— START OF Recorded data —
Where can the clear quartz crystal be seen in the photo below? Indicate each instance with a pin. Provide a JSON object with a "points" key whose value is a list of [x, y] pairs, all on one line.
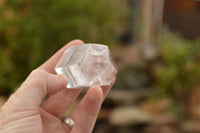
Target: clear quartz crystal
{"points": [[87, 65]]}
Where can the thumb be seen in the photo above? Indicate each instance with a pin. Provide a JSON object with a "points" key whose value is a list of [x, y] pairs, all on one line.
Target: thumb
{"points": [[38, 84]]}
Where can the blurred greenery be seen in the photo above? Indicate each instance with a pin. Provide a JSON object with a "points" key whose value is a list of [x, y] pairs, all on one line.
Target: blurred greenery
{"points": [[31, 31], [178, 71]]}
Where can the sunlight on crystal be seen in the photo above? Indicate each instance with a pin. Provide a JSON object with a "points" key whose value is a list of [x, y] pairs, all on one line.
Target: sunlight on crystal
{"points": [[87, 65]]}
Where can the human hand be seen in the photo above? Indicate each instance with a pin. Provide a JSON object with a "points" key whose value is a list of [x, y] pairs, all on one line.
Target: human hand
{"points": [[23, 112]]}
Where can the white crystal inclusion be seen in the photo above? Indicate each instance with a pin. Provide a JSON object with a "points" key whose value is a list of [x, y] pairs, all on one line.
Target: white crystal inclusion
{"points": [[87, 65]]}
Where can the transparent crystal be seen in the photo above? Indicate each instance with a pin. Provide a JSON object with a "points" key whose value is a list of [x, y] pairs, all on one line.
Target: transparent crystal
{"points": [[87, 65]]}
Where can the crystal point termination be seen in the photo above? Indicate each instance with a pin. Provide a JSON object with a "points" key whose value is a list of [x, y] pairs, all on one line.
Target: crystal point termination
{"points": [[87, 65]]}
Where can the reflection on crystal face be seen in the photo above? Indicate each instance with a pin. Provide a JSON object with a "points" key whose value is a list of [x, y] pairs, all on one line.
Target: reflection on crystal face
{"points": [[87, 65]]}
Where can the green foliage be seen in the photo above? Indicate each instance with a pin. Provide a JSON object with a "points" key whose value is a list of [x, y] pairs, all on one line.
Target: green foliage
{"points": [[179, 70], [32, 30]]}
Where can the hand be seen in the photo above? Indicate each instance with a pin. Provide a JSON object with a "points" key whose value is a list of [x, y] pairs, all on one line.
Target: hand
{"points": [[23, 112]]}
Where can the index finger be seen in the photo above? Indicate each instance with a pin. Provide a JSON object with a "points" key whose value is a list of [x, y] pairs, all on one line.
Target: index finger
{"points": [[50, 64]]}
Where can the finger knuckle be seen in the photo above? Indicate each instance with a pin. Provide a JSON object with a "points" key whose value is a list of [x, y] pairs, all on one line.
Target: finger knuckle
{"points": [[38, 72]]}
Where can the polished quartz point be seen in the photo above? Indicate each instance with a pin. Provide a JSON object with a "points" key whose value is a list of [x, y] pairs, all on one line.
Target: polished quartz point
{"points": [[87, 65]]}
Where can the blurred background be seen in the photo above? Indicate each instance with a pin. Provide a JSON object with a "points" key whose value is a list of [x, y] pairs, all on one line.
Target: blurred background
{"points": [[155, 44]]}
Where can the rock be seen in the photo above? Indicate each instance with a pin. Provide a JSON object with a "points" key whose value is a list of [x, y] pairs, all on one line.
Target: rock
{"points": [[127, 96], [191, 126], [165, 120], [126, 116]]}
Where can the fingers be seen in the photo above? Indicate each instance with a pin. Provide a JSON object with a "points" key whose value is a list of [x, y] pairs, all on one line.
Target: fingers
{"points": [[86, 113], [50, 64], [106, 89], [58, 104], [36, 87]]}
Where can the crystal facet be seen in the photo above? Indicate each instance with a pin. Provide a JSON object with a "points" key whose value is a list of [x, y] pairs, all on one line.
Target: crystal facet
{"points": [[87, 65]]}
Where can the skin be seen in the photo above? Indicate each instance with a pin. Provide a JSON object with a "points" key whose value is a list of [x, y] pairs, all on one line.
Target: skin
{"points": [[23, 112]]}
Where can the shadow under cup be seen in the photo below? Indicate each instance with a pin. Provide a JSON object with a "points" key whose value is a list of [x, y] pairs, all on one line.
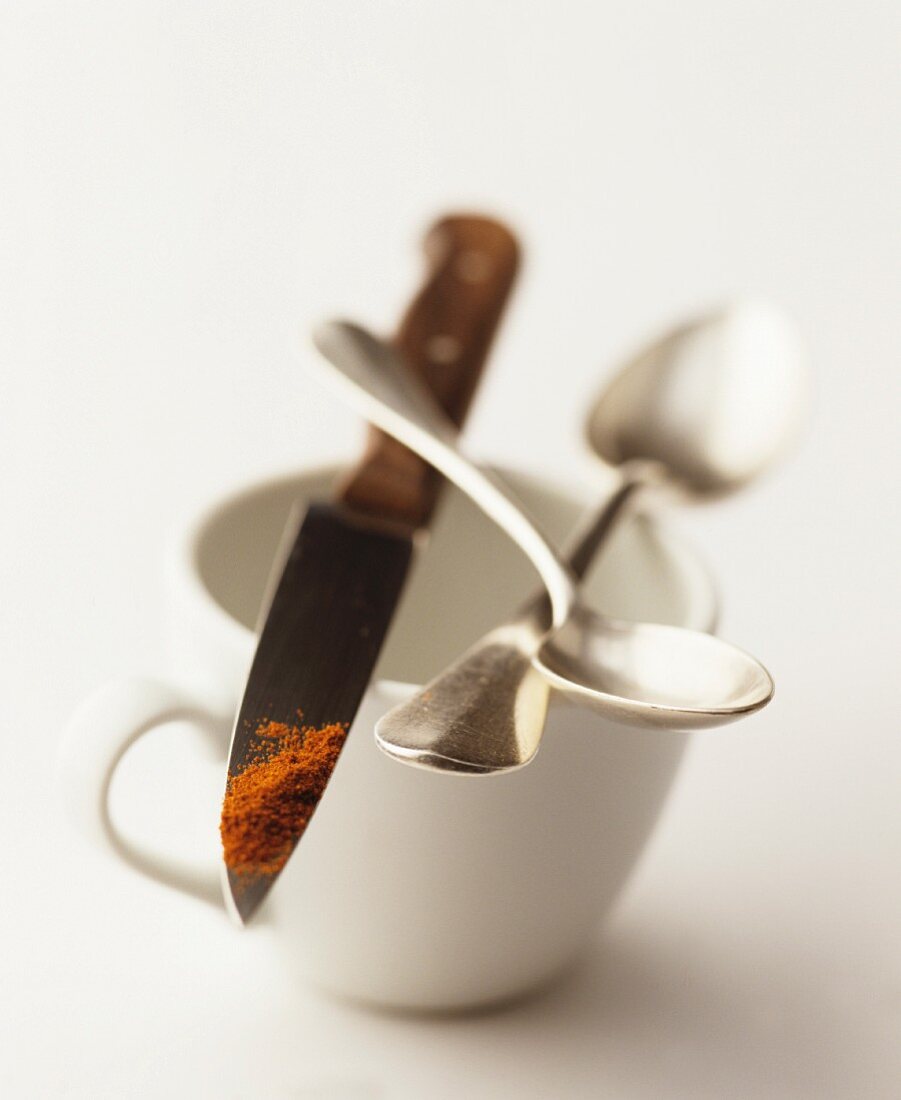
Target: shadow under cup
{"points": [[425, 890]]}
— END OF Recorded data —
Output every line of the items above as a Markdown table with the columns "No." and "Line", numbering the rows and skipping blank lines. Leave the pictures out of the answer.

| No. | Line |
|---|---|
| 1 | Where can the clear quartz crystal be seen in the photo below? Indicate each instance with a pin. Provide a JSON object with a "points" key whose value is a list of [x, y] pairs, all on one line. |
| 2 | Target: clear quartz crystal |
| 3 | {"points": [[87, 65]]} |
| 4 | Where can the thumb be seen in the photo above? Indicate each instance with a pin. Provide a JSON object with a "points" key whose value is a list of [x, y] pairs, all on one line. |
| 5 | Target: thumb |
| 6 | {"points": [[38, 84]]} |
| 7 | Where can the blurred greenery be seen in the photo above? Indicate each instance with a pin. Provide a JSON object with a "points" key whose value is a list of [x, y] pairs, all on one line. |
| 8 | Target: blurred greenery |
| 9 | {"points": [[31, 31], [178, 71]]} |
| 10 | Where can the sunlight on crystal be seen in the photo above? Indicate each instance with a pin. Provide a JSON object with a "points" key whose value is a list of [x, y] pairs, all on one line. |
| 11 | Target: sunlight on crystal |
| 12 | {"points": [[87, 65]]} |
| 13 | Where can the human hand be seen in the photo above? Indicate each instance with a pin. Provide a JSON object with a "points" key whose value is a list of [x, y] pairs, all on one line. |
| 14 | Target: human hand |
| 15 | {"points": [[23, 112]]} |
| 16 | Where can the white crystal inclusion be seen in the photo above? Indicate each instance with a pin. Provide a JSON object with a "points" key whose value is a list of [x, y] pairs, all on one line. |
| 17 | Target: white crystal inclusion |
| 18 | {"points": [[87, 65]]} |
| 19 | Where can the transparent crystal be seen in the photo above? Indicate each instance with a pin. Provide a JSON object with a "points" key whose value is a list of [x, y] pairs, all on one line. |
| 20 | Target: transparent crystal |
| 21 | {"points": [[87, 65]]} |
| 22 | Where can the crystal point termination be seen in the photo above? Indicate each instance with a pin. Provide a JSON object with a "points" key whose value is a list of [x, y] pairs, all on one line. |
| 23 | Target: crystal point termination |
| 24 | {"points": [[87, 65]]} |
| 25 | Where can the reflection on crystal face be seen in the photo above? Indicate each instance with a pin. Provide a JSON object with a "points" key whose value is a list of [x, y] pairs, all on one line. |
| 26 | Target: reflection on crystal face |
| 27 | {"points": [[87, 65]]} |
| 28 | Where can the green foliage be seen in the photo above? Indicate each instance with a pin. Provide a JSON object with a "points" key whose value is a list of [x, y] pairs, all on one line. |
| 29 | Target: green foliage |
| 30 | {"points": [[179, 70], [32, 30]]} |
| 31 | Where can the hand be seen in the photo above? Indicate each instance with a pin. Provide a JSON object with a "points" key whose value is a list of [x, y] pairs, all on one line. |
| 32 | Target: hand |
| 33 | {"points": [[23, 112]]} |
| 34 | Where can the index finger be seen in the photo above? Indicate each instance with a pin. Provide a JSON object with a "points" key whose value is a list of [x, y] pairs, all on one line. |
| 35 | Target: index finger |
| 36 | {"points": [[50, 64]]} |
| 37 | Where can the finger knuckle be seen in the photo above? Indicate each instance with a pin. Provide a JSON object with a "points" key whose value is a list of [x, y] pairs, all on one line. |
| 38 | Target: finger knuckle |
| 39 | {"points": [[38, 72]]} |
| 40 | Where can the polished quartz point be seen in the photo above? Indicate each instance with a pin. Provide a JSON object with a "points" key whose value is a list of [x, y] pairs, all on one line. |
| 41 | Target: polished quartz point |
| 42 | {"points": [[87, 65]]} |
| 43 | Where can the blurred background be seen in the photo above? Indicate each instance with a pin. Provide a JSON object with a "points" key whose value is a list of [x, y] pairs, all on one line. |
| 44 | Target: blurred background |
| 45 | {"points": [[155, 44]]} |
| 46 | Where can the rock be seen in the photo above? Indicate each instance with a pin. Provide a JSON object with a "points" key whose value is a list of [x, y] pairs, all on one line. |
| 47 | Target: rock |
| 48 | {"points": [[127, 96], [191, 126], [165, 120], [126, 116]]} |
| 49 | Where can the fingers be seen in the photo above? Indicate each instance with a pin. Provide a JSON object with a "points" key whose value is a list of [x, y] pairs, all on one line. |
| 50 | Target: fingers |
| 51 | {"points": [[86, 113], [50, 64], [106, 89], [58, 104], [36, 87]]} |
| 52 | Where can the crystal facet be seen in the photo above? Indicate each instance with a pin. Provide a JSON object with a "points" key whose value is a list of [x, y] pairs, all on one line. |
| 53 | Target: crystal facet |
| 54 | {"points": [[87, 65]]} |
| 55 | Where can the skin be seen in the photo above? Indicate each instance with a pin. Provide a JSON object with a "points" key whose value is a list of [x, y] pairs, all on one line. |
| 56 | Target: skin |
| 57 | {"points": [[23, 112]]} |
| 58 | Where can the shadow under cup be seen in the photo below? Indicate each instance with a pin. Provide a JSON object with a "points" key whose value is a list of [x, y] pairs, all on one line. |
| 59 | Target: shadow under cup |
| 60 | {"points": [[425, 890]]} |